_Given request_: Format the lines from the one with "Target: **green truck**" to the one with "[[[184,142],[200,137],[200,86],[183,83],[182,116],[180,135]]]", both included, as a numbered list, dropping any blank lines.

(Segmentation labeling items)

┌──

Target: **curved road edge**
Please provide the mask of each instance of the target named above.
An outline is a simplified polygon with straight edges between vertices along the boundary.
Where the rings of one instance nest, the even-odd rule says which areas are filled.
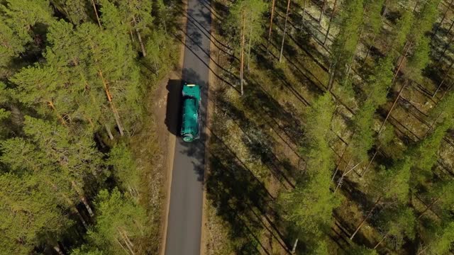
[[[183,11],[184,13],[187,13],[187,0],[182,0]],[[186,43],[186,23],[187,22],[187,18],[186,15],[182,15],[182,42],[179,45],[179,59],[178,60],[178,69],[176,71],[172,71],[175,75],[177,76],[177,78],[181,79],[182,76],[183,72],[183,63],[184,62],[184,50],[185,50],[185,43]],[[174,74],[171,74],[171,76],[174,75]],[[172,79],[172,77],[171,77]],[[166,83],[167,84],[167,83]],[[167,106],[166,106],[167,107]],[[173,173],[173,162],[175,154],[175,142],[177,141],[177,137],[175,135],[169,132],[169,144],[167,146],[167,175],[166,175],[166,181],[165,181],[165,209],[163,213],[165,214],[164,217],[164,224],[161,226],[161,246],[160,247],[160,255],[165,255],[165,244],[167,242],[167,225],[169,224],[169,211],[170,209],[170,191],[172,190],[172,177]]]

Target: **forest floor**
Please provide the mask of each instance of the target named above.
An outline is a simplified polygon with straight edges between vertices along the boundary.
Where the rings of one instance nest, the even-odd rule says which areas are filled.
[[[329,2],[332,5],[332,1]],[[328,83],[329,52],[321,42],[324,40],[329,17],[325,15],[319,24],[320,6],[308,4],[301,29],[301,13],[292,12],[283,62],[278,63],[285,18],[284,4],[277,2],[273,25],[275,28],[270,52],[264,44],[253,49],[256,58],[251,62],[250,71],[245,72],[245,95],[241,96],[238,93],[238,59],[233,53],[233,45],[229,44],[226,35],[221,34],[223,18],[218,18],[227,16],[231,4],[226,0],[211,1],[213,16],[216,17],[212,23],[216,48],[211,50],[211,57],[216,60],[218,72],[216,82],[211,84],[214,106],[206,176],[205,254],[285,254],[294,242],[289,239],[284,222],[278,215],[277,196],[279,191],[292,188],[294,174],[304,169],[304,160],[299,152],[303,137],[301,126],[304,123],[302,115],[314,98],[326,90]],[[300,7],[292,8],[297,10]],[[385,27],[392,25],[387,24]],[[336,33],[336,28],[331,32],[328,47]],[[376,45],[374,50],[380,53],[380,42]],[[367,50],[364,45],[360,47],[360,52]],[[377,57],[377,52],[373,53]],[[358,55],[360,63],[362,60],[362,52]],[[358,80],[364,79],[370,72],[370,67],[366,66],[354,67]],[[425,77],[423,84],[424,88],[415,84],[403,94],[385,126],[394,130],[397,138],[389,146],[382,148],[372,168],[378,166],[377,162],[384,164],[390,157],[398,157],[405,144],[417,141],[427,131],[426,120],[430,120],[427,113],[435,102],[426,90],[433,91],[431,89],[436,86],[431,77]],[[389,98],[391,102],[401,86],[402,82],[398,81],[392,89]],[[353,96],[338,91],[336,86],[333,92],[340,103],[332,122],[331,148],[341,174],[347,161],[340,159],[351,135],[348,123],[353,117],[353,110],[358,106],[350,100]],[[391,104],[389,103],[379,110],[377,129]],[[450,141],[446,142],[441,149],[444,164],[451,163],[446,155],[452,155],[453,152]],[[441,165],[434,171],[449,175],[449,171]],[[449,166],[452,166],[447,168]],[[346,176],[338,191],[343,202],[333,212],[335,220],[326,233],[330,237],[329,250],[333,254],[343,254],[353,245],[349,237],[373,203],[368,196],[366,183],[374,178],[375,171],[370,170],[367,175],[360,176],[363,169],[358,170]],[[423,199],[416,198],[412,203],[417,210],[423,208]],[[376,226],[375,216],[375,213],[356,235],[353,240],[355,243],[372,247],[381,239],[382,233]],[[380,251],[391,252],[386,247]],[[414,251],[411,249],[399,251],[402,254],[412,251]]]

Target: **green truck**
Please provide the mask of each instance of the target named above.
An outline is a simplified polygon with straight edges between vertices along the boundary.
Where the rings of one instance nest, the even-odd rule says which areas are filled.
[[[184,142],[200,137],[200,86],[183,83],[182,116],[180,135]]]

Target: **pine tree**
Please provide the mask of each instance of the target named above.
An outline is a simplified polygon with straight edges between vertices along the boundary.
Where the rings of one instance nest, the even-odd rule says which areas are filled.
[[[107,163],[114,168],[114,173],[121,186],[128,191],[131,196],[138,194],[140,176],[133,158],[132,152],[124,144],[114,147],[109,154]]]
[[[431,169],[437,160],[440,144],[446,131],[452,126],[451,119],[443,121],[432,134],[412,148],[411,153],[414,155],[416,168],[412,174],[414,181],[421,182],[432,176]]]
[[[348,254],[350,255],[377,255],[378,254],[374,249],[365,247],[363,246],[354,246],[348,249]]]
[[[365,28],[366,32],[370,35],[372,35],[372,38],[370,38],[367,43],[369,44],[369,47],[367,48],[367,52],[366,53],[366,56],[364,57],[364,62],[367,60],[367,57],[369,56],[369,53],[370,52],[370,50],[374,45],[374,42],[375,42],[375,39],[377,36],[379,35],[380,32],[380,28],[382,28],[382,21],[384,15],[386,14],[387,11],[387,5],[384,6],[384,10],[383,11],[383,13],[382,14],[382,8],[383,7],[383,4],[385,4],[385,0],[378,0],[378,1],[367,1],[366,2],[366,9],[367,9],[367,17],[365,19]]]
[[[250,61],[251,50],[262,35],[262,16],[267,10],[267,4],[262,0],[241,0],[236,1],[230,8],[226,28],[236,36],[233,39],[240,45],[240,83],[241,94],[243,94],[244,56],[248,54],[248,68]],[[246,43],[248,46],[246,46]]]
[[[302,240],[319,237],[331,222],[332,211],[340,200],[330,191],[333,159],[328,133],[333,109],[329,93],[318,98],[306,114],[306,142],[302,151],[306,157],[307,175],[297,178],[296,188],[281,194],[279,203],[284,218],[292,222]],[[314,250],[316,249],[314,248]]]
[[[89,15],[87,1],[79,0],[50,0],[50,3],[74,25],[87,22]]]
[[[0,246],[3,254],[25,254],[57,240],[70,223],[55,192],[34,174],[0,174]]]
[[[419,254],[436,255],[449,252],[454,240],[454,222],[445,224],[434,234],[431,237],[430,242],[420,249]]]
[[[404,238],[414,239],[416,217],[411,208],[398,205],[396,208],[385,210],[380,215],[380,220],[384,234],[374,249],[389,239],[392,239],[394,249],[404,244]]]
[[[96,224],[89,232],[93,244],[109,254],[134,254],[134,238],[145,231],[145,212],[118,189],[101,191],[95,203]]]
[[[340,30],[336,38],[331,53],[328,90],[334,80],[347,72],[359,41],[360,29],[362,24],[363,0],[348,0],[340,14]]]
[[[377,198],[365,217],[350,237],[350,239],[355,237],[366,220],[372,215],[374,210],[380,203],[398,203],[402,204],[408,200],[410,191],[410,169],[412,166],[413,159],[407,156],[404,159],[397,161],[390,169],[382,169],[377,173],[371,185],[372,192]]]

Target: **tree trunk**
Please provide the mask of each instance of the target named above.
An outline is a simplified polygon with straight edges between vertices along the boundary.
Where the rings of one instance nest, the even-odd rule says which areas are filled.
[[[126,234],[122,232],[122,231],[120,229],[117,229],[117,231],[118,232],[118,234],[120,234],[120,236],[121,237],[121,239],[123,239],[123,242],[125,243],[125,244],[126,244],[126,247],[128,247],[128,249],[129,250],[129,251],[131,252],[131,254],[134,255],[134,250],[133,250],[133,246],[128,242],[128,237],[126,236]]]
[[[133,16],[133,21],[134,23],[134,25],[135,25],[136,24],[135,17],[134,17],[134,16]],[[147,52],[145,50],[145,46],[143,45],[143,42],[142,41],[142,37],[140,36],[140,33],[139,32],[138,28],[135,28],[135,33],[137,33],[137,39],[138,39],[139,43],[140,44],[140,48],[142,49],[142,55],[143,55],[143,57],[146,57]]]
[[[386,233],[386,234],[384,234],[384,236],[383,237],[383,238],[382,238],[382,239],[380,240],[380,242],[378,242],[378,244],[377,244],[375,246],[374,246],[374,249],[377,249],[377,247],[378,247],[379,245],[380,245],[383,241],[384,241],[384,239],[388,237],[388,233]]]
[[[372,215],[372,212],[374,211],[375,208],[377,208],[377,205],[378,205],[378,203],[380,203],[380,200],[382,200],[382,197],[381,196],[380,198],[378,198],[378,199],[377,199],[377,201],[375,201],[375,203],[374,204],[374,206],[372,206],[372,208],[370,209],[370,210],[369,210],[369,212],[367,212],[367,215],[366,215],[366,217],[361,221],[361,222],[358,226],[358,227],[356,227],[356,230],[355,230],[355,232],[353,232],[353,234],[351,235],[351,237],[350,237],[350,240],[353,239],[353,237],[355,237],[355,236],[356,235],[356,233],[358,233],[358,232],[360,230],[360,229],[361,229],[361,227],[362,227],[362,225],[366,222],[366,220],[369,218],[369,217],[370,217],[370,215]]]
[[[449,46],[451,45],[451,42],[453,42],[453,40],[454,40],[454,35],[451,36],[451,38],[449,39],[449,42],[448,42],[448,43],[446,44],[446,46],[445,46],[445,48],[443,50],[443,53],[441,53],[441,59],[443,59],[443,57],[445,57],[445,54],[446,53],[446,50],[449,49]]]
[[[380,19],[380,23],[383,22],[383,19],[384,18],[384,16],[386,15],[386,12],[388,11],[388,1],[385,1],[384,8],[383,9],[383,13],[382,13],[382,18]],[[367,52],[366,53],[366,56],[364,58],[363,64],[365,64],[366,60],[367,60],[367,57],[369,57],[369,53],[370,53],[370,50],[372,50],[372,46],[374,45],[374,42],[375,42],[375,39],[377,38],[377,34],[374,35],[374,37],[372,38],[372,42],[370,42],[370,45],[367,48]]]
[[[449,28],[448,29],[448,32],[446,32],[446,35],[449,35],[449,33],[451,32],[451,29],[453,29],[453,26],[454,26],[454,20],[453,21],[453,22],[451,22],[451,26],[449,26]]]
[[[70,210],[71,212],[72,212],[72,213],[74,213],[74,214],[77,215],[77,216],[79,216],[79,219],[80,220],[80,222],[82,222],[82,225],[84,225],[85,229],[88,230],[89,229],[88,224],[87,224],[87,222],[84,219],[84,217],[82,217],[82,215],[80,214],[80,212],[77,210],[77,208],[76,207],[76,205],[74,205],[74,203],[72,202],[72,200],[71,199],[70,199],[70,198],[68,198],[66,195],[60,193],[58,191],[58,188],[57,187],[57,185],[55,185],[54,183],[52,183],[52,181],[49,181],[48,180],[45,180],[44,181],[46,183],[48,183],[48,185],[50,185],[50,186],[52,186],[53,190],[57,193],[58,193],[60,196],[61,196],[62,198],[63,198],[63,200],[65,200],[66,203],[67,203],[67,205],[69,205]]]
[[[134,35],[133,35],[133,30],[131,30],[131,28],[129,28],[129,35],[131,36],[131,41],[134,42],[135,40],[134,40]]]
[[[347,149],[345,149],[345,152],[347,151]],[[345,153],[345,152],[344,152]],[[350,165],[350,162],[352,161],[352,157],[350,157],[350,159],[348,159],[348,162],[347,162],[347,166],[345,166],[345,169],[348,167],[348,166]],[[339,169],[339,166],[340,166],[340,163],[342,163],[342,159],[340,159],[340,162],[339,162],[339,164],[338,164],[338,167],[336,168],[336,171],[334,172],[334,175],[333,176],[333,181],[334,180],[334,177],[336,176],[336,174],[337,174],[337,171]],[[334,192],[336,193],[336,191],[338,190],[338,188],[339,188],[339,186],[341,185],[342,183],[342,181],[343,180],[343,174],[342,175],[340,175],[340,178],[339,178],[339,181],[338,181],[338,185],[336,185],[336,188],[334,189]]]
[[[304,26],[304,14],[306,13],[306,1],[307,0],[303,0],[304,2],[303,3],[303,15],[301,18],[301,28],[300,30],[303,30],[303,26]]]
[[[394,102],[392,103],[392,106],[391,106],[391,109],[389,109],[389,112],[386,115],[386,118],[384,118],[384,120],[383,121],[383,123],[382,123],[382,125],[380,126],[380,130],[378,130],[378,134],[380,134],[380,132],[382,132],[382,130],[383,129],[383,127],[384,126],[384,124],[386,123],[386,121],[388,120],[388,118],[389,118],[389,115],[391,115],[391,113],[392,112],[392,110],[394,108],[394,106],[396,106],[396,103],[397,103],[397,101],[400,98],[400,95],[402,94],[402,91],[404,91],[404,89],[405,89],[405,86],[406,86],[407,81],[408,81],[407,80],[405,80],[405,81],[404,82],[404,85],[402,85],[402,87],[400,89],[400,91],[399,91],[399,94],[397,95],[397,97],[396,98],[396,100],[394,100]]]
[[[285,33],[287,33],[287,23],[289,19],[289,11],[290,9],[290,0],[287,1],[287,11],[285,13],[285,23],[284,25],[284,33],[282,33],[282,43],[281,44],[281,53],[279,55],[279,62],[282,62],[282,52],[284,51],[284,42],[285,41]]]
[[[102,28],[101,26],[101,22],[99,21],[99,16],[98,16],[98,11],[96,10],[96,6],[94,4],[94,1],[92,0],[92,4],[93,4],[93,10],[94,10],[94,14],[96,16],[96,21],[98,21],[98,25],[99,25],[99,28]]]
[[[367,171],[367,169],[369,169],[369,166],[370,166],[370,165],[372,164],[372,162],[374,161],[374,159],[375,159],[375,156],[377,156],[377,154],[378,153],[378,151],[380,149],[381,147],[382,147],[382,144],[380,144],[378,147],[377,147],[377,149],[375,150],[374,155],[372,157],[372,159],[370,159],[370,161],[369,161],[369,163],[367,163],[367,166],[366,166],[366,169],[364,169],[364,171],[362,171],[362,174],[361,174],[361,177],[362,177],[366,174],[366,172]]]
[[[321,18],[325,12],[325,7],[326,6],[326,0],[323,0],[323,3],[321,5],[321,9],[320,10],[320,17],[319,17],[319,24],[321,24]]]
[[[129,251],[126,249],[126,248],[125,248],[124,246],[123,246],[123,244],[121,244],[121,242],[120,241],[118,241],[118,239],[115,239],[115,241],[116,241],[116,242],[120,244],[120,246],[123,249],[123,251],[125,251],[125,252],[126,253],[126,254],[129,254]]]
[[[454,64],[454,61],[451,62],[451,64],[449,66],[449,68],[448,69],[448,71],[446,71],[446,73],[445,74],[445,76],[443,78],[443,80],[441,80],[440,85],[438,85],[438,86],[437,87],[437,89],[435,91],[435,92],[433,92],[433,95],[432,95],[432,98],[435,97],[435,95],[436,95],[437,92],[438,92],[438,90],[440,90],[440,88],[441,88],[441,86],[446,80],[446,78],[448,78],[448,74],[449,74],[449,71],[450,71],[451,68],[453,68],[453,64]]]
[[[329,35],[329,30],[331,28],[331,22],[333,21],[333,16],[334,16],[334,12],[336,11],[336,4],[338,0],[334,0],[334,4],[333,4],[333,11],[331,11],[331,16],[329,18],[329,24],[328,24],[328,29],[326,30],[326,35],[325,35],[325,40],[323,40],[323,45],[326,45],[328,40],[328,36]]]
[[[372,38],[372,42],[370,42],[370,45],[369,45],[369,47],[367,48],[367,52],[366,52],[366,56],[364,57],[364,62],[362,62],[362,64],[366,63],[366,60],[367,60],[367,57],[369,57],[369,53],[370,53],[370,50],[372,50],[372,46],[374,46],[374,42],[375,42],[376,37],[377,37],[377,35],[374,35],[374,37]]]
[[[111,96],[111,93],[109,91],[107,82],[104,79],[104,76],[103,76],[102,72],[101,70],[98,71],[98,74],[102,80],[102,84],[104,87],[104,91],[106,92],[106,95],[107,96],[107,100],[109,102],[112,113],[114,113],[114,118],[115,118],[115,121],[116,122],[117,127],[118,128],[118,130],[120,131],[120,135],[123,136],[124,133],[123,132],[123,125],[121,124],[121,120],[120,120],[120,115],[118,114],[116,108],[115,108],[115,106],[114,106],[114,102],[112,102],[112,96]]]
[[[246,19],[244,13],[243,13],[243,29],[241,30],[241,63],[240,67],[240,84],[241,85],[241,96],[244,94],[243,89],[243,76],[244,73],[244,34],[246,29]]]
[[[62,249],[60,248],[60,245],[58,245],[58,242],[57,242],[57,244],[52,244],[52,248],[54,249],[54,251],[55,251],[55,252],[57,252],[58,255],[65,255],[63,254],[63,251],[62,251]]]
[[[337,69],[337,63],[333,63],[329,69],[329,79],[328,80],[328,91],[331,92],[336,78],[336,69]]]
[[[120,115],[118,114],[118,111],[117,110],[115,106],[114,106],[114,102],[110,102],[111,108],[114,112],[114,117],[115,118],[115,122],[116,123],[116,126],[118,128],[118,131],[120,131],[120,135],[123,136],[124,135],[123,132],[123,124],[121,124],[121,120],[120,120]]]
[[[270,31],[268,31],[268,42],[267,45],[267,48],[270,45],[270,40],[271,39],[271,31],[272,30],[272,18],[275,16],[275,4],[276,4],[276,0],[272,0],[272,4],[271,4],[271,18],[270,18]]]
[[[348,164],[350,164],[350,162],[351,161],[351,158],[348,161],[348,164],[347,164],[347,166],[348,166]],[[345,178],[345,176],[347,176],[347,174],[350,174],[350,172],[351,172],[352,171],[355,170],[355,169],[360,165],[360,164],[361,164],[361,162],[355,165],[355,166],[352,167],[351,169],[350,169],[348,171],[345,171],[343,174],[342,174],[342,176],[340,176],[340,178],[339,178],[339,181],[338,181],[338,185],[336,186],[336,189],[334,190],[333,193],[336,193],[336,191],[337,191],[338,188],[340,188],[340,186],[342,186],[342,183],[343,183],[343,179],[344,178]],[[345,168],[345,169],[347,169]]]
[[[85,208],[87,209],[87,211],[88,212],[90,217],[93,217],[94,216],[94,214],[93,213],[93,210],[92,210],[90,205],[88,203],[88,201],[87,200],[87,198],[85,198],[85,196],[81,191],[80,188],[79,188],[79,187],[77,186],[74,181],[71,181],[71,185],[72,186],[72,188],[77,193],[77,195],[79,195],[79,198],[85,206]]]
[[[298,245],[298,238],[295,240],[295,243],[293,244],[293,248],[292,248],[292,254],[294,254],[297,252],[297,245]]]
[[[355,135],[353,134],[353,135]],[[343,152],[342,152],[342,155],[340,155],[340,159],[339,159],[339,163],[338,163],[338,165],[336,167],[336,171],[334,171],[334,174],[333,174],[333,178],[331,178],[331,181],[334,181],[334,178],[336,177],[336,174],[338,173],[338,171],[339,171],[339,166],[340,166],[340,163],[342,163],[342,161],[343,160],[343,156],[345,154],[345,152],[347,152],[347,150],[348,149],[349,146],[350,146],[350,143],[347,144],[345,149],[344,149]]]
[[[443,100],[445,96],[446,96],[446,94],[448,94],[448,92],[451,90],[452,87],[453,87],[453,83],[451,82],[451,84],[449,86],[448,89],[446,89],[445,92],[443,93],[443,95],[441,95],[441,98],[440,98],[440,100]]]
[[[252,23],[252,21],[251,21]],[[250,71],[250,48],[252,47],[252,40],[253,40],[253,26],[250,26],[250,28],[249,29],[249,46],[248,49],[248,72]]]
[[[405,45],[406,45],[407,44],[406,44]],[[406,51],[405,51],[405,53],[402,55],[402,58],[401,59],[400,63],[399,63],[399,66],[397,67],[397,70],[396,71],[396,73],[394,74],[394,77],[392,77],[392,80],[391,81],[391,83],[393,83],[394,81],[394,79],[396,79],[396,77],[397,77],[397,74],[399,74],[399,72],[400,71],[400,68],[402,67],[402,64],[404,63],[404,60],[405,60],[405,58],[406,57],[406,55],[409,52],[409,50],[410,50],[410,48],[411,47],[411,42],[409,42],[409,44],[408,44],[409,47],[406,49]],[[404,46],[404,49],[405,49],[405,46]]]
[[[104,124],[104,128],[106,128],[106,131],[107,131],[109,138],[110,140],[114,140],[114,135],[112,135],[112,132],[111,131],[111,128],[109,127],[109,125]]]
[[[60,120],[60,122],[62,123],[62,125],[66,125],[66,121],[65,121],[63,118],[62,118],[62,116],[60,114],[58,114],[58,113],[57,112],[57,110],[55,110],[55,106],[54,106],[53,102],[52,101],[48,101],[48,105],[56,113],[57,118],[58,118],[58,120]]]
[[[427,130],[427,132],[426,132],[426,134],[424,134],[424,138],[427,137],[427,135],[428,135],[428,132],[431,132],[431,130],[432,130],[432,128],[433,128],[433,126],[435,125],[435,124],[437,123],[437,121],[438,120],[438,119],[440,118],[440,117],[441,116],[441,114],[443,114],[443,112],[440,113],[440,114],[438,114],[438,115],[437,116],[437,118],[435,119],[435,120],[433,120],[433,123],[432,123],[432,124],[431,125],[430,127],[428,127],[428,130]]]
[[[435,205],[436,203],[437,203],[438,201],[438,200],[440,200],[440,198],[441,198],[442,196],[443,196],[444,194],[442,194],[441,196],[440,196],[439,197],[438,197],[436,199],[435,199],[433,201],[431,202],[431,203],[427,205],[427,207],[426,208],[426,209],[424,209],[424,210],[421,212],[421,214],[419,215],[419,216],[418,216],[418,217],[416,218],[416,220],[419,220],[421,217],[423,217],[423,215],[427,212],[427,211],[429,209],[432,208],[432,206],[433,206],[433,205]]]
[[[440,29],[440,27],[441,27],[441,25],[443,25],[443,22],[445,21],[445,18],[446,18],[446,14],[448,13],[448,11],[450,9],[451,5],[453,4],[453,1],[454,1],[454,0],[451,0],[451,1],[448,5],[448,7],[446,8],[446,11],[443,14],[443,17],[441,18],[441,21],[440,21],[440,23],[438,23],[438,26],[437,26],[436,28],[435,28],[435,31],[433,31],[433,34],[432,35],[432,39],[436,35],[437,32],[438,31],[438,29]]]

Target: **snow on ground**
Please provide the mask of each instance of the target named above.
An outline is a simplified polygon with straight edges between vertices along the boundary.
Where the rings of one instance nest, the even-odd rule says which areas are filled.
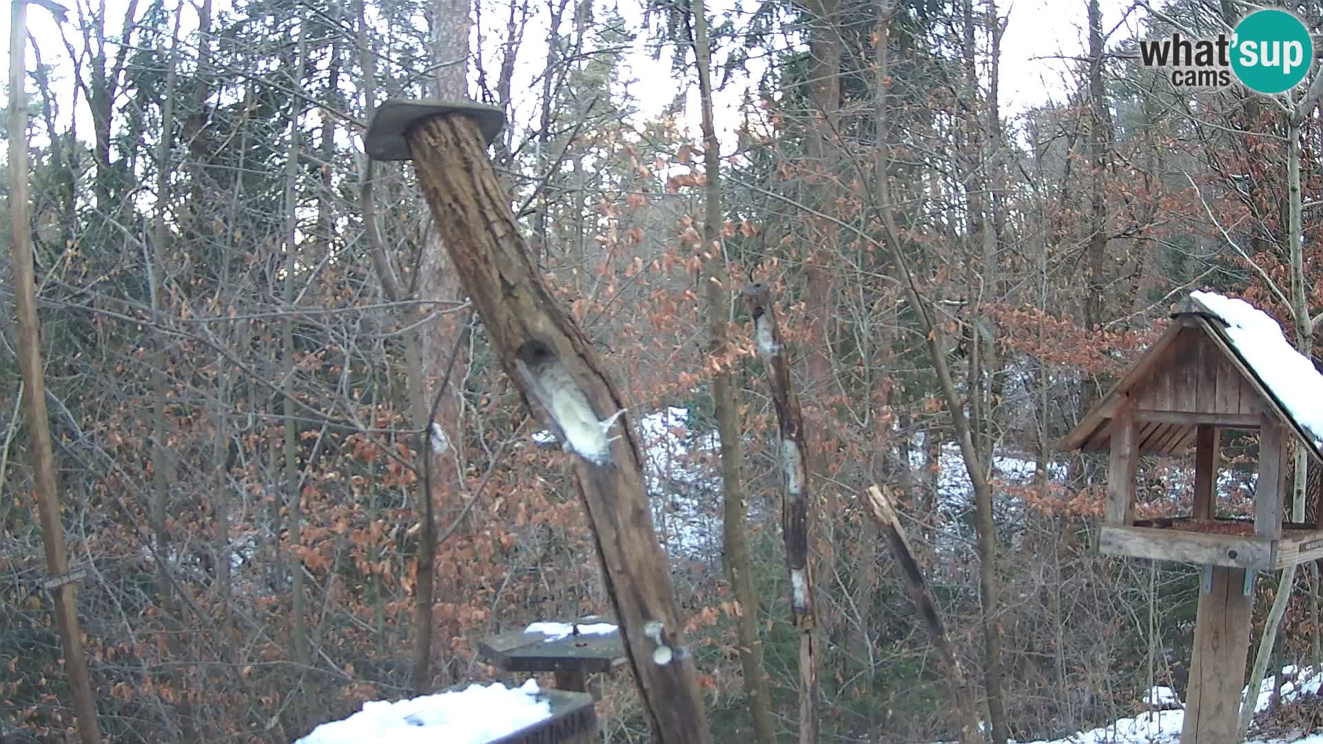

└──

_The output_:
1. Target: **green truck**
2. Please provide the mask of each instance of the target named above.
3. An outline is a simplified polygon with straight edges between vertices along the boundary.
4. Where the rings of one instance nest, the even-odd rule says which areas are filled.
5. [[[184,142],[200,137],[200,86],[183,83],[182,116],[180,135]]]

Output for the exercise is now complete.